PASSAGE
Over at Evolution News, physicist Brian Miller has posted an article titled, A Dentist in the Sahara: Doug Axe on the Rarity of Proteins Is Decisively Confirmed (February 18, 2019). Dr. Miller claims that recent studies support Dr. Douglas Axe’s contention that “most natural proteins are too rare to evolve through an undirected search.” A few brief excerpts will suffice to convey the tenor of the article:
As a specific example, the Tokuriki and Tawfik study demonstrated the following effects of accumulating mutations:
- After only a few random mutations (1-2) under weak selection, around a third of subsequent changes to a protein completely disable it.
- After several more mutations accumulate (5-6), the protein is inactivated by slightly under two-thirds of subsequent changes.

Dataset excerpts
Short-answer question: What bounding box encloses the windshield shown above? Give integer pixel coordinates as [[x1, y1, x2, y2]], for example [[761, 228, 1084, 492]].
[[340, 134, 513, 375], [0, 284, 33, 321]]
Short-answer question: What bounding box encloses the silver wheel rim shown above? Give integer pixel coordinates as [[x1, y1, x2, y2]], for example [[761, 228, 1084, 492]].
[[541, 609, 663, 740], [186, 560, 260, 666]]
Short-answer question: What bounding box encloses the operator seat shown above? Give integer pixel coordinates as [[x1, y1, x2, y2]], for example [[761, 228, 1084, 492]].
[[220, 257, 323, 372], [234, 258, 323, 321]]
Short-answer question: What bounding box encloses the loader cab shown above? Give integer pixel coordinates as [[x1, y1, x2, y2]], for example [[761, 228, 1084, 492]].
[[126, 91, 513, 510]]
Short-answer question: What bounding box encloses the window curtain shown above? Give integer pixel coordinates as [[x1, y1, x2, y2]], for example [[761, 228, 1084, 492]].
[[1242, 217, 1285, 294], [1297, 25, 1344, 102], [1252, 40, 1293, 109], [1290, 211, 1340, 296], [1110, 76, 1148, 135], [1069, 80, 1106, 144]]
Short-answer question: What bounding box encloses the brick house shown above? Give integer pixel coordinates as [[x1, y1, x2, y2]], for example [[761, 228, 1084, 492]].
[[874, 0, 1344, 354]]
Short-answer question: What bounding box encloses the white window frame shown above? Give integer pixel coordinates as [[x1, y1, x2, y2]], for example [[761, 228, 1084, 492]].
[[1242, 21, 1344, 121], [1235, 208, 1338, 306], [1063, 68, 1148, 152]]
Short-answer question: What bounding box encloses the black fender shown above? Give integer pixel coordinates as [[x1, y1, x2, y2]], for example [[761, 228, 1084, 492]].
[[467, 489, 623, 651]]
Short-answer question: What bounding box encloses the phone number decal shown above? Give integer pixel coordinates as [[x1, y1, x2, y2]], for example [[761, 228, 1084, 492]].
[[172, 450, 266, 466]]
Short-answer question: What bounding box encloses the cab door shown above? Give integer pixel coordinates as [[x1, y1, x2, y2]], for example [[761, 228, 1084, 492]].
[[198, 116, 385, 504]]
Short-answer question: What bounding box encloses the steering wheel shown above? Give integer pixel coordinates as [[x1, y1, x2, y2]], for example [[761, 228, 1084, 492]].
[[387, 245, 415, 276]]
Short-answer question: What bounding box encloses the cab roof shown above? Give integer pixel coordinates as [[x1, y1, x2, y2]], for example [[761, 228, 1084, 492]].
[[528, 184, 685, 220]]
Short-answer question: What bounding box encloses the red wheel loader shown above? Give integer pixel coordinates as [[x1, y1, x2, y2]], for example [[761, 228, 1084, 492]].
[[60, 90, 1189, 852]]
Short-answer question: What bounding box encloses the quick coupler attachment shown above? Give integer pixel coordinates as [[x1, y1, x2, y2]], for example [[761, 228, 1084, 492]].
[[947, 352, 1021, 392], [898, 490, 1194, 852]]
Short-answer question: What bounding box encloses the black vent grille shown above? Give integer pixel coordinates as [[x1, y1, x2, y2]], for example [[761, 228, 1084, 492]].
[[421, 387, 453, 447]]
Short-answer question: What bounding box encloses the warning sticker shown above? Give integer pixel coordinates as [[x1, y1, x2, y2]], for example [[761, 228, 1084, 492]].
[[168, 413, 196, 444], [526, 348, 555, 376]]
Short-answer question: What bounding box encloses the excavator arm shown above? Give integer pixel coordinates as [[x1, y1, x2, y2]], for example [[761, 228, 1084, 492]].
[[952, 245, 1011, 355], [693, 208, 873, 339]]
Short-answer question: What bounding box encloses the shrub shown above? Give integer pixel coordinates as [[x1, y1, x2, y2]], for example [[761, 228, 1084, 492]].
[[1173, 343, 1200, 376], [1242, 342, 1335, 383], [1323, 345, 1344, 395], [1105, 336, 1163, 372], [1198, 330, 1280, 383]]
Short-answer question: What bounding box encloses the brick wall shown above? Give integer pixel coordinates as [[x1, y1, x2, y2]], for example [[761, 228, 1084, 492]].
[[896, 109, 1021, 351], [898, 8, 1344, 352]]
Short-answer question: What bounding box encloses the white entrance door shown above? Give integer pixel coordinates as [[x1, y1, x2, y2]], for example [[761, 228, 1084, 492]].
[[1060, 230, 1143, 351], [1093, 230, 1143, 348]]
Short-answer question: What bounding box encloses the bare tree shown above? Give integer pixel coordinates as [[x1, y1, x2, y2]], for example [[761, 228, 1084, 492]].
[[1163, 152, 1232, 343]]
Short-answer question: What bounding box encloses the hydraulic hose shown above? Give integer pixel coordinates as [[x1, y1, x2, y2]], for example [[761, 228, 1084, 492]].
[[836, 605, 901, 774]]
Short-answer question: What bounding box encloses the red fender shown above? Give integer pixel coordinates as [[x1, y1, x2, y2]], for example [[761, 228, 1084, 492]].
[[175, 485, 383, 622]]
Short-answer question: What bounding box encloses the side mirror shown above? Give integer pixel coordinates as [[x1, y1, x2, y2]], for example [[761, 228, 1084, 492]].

AIM OF THE EXERCISE
From the passage on protein rarity, pull out word for word the stretch starting at "Over at Evolution" and ending at "completely disable it.".

WORKED SOLUTION
Over at Evolution News, physicist Brian Miller has posted an article titled, A Dentist in the Sahara: Doug Axe on the Rarity of Proteins Is Decisively Confirmed (February 18, 2019). Dr. Miller claims that recent studies support Dr. Douglas Axe’s contention that “most natural proteins are too rare to evolve through an undirected search.” A few brief excerpts will suffice to convey the tenor of the article:
As a specific example, the Tokuriki and Tawfik study demonstrated the following effects of accumulating mutations:
- After only a few random mutations (1-2) under weak selection, around a third of subsequent changes to a protein completely disable it.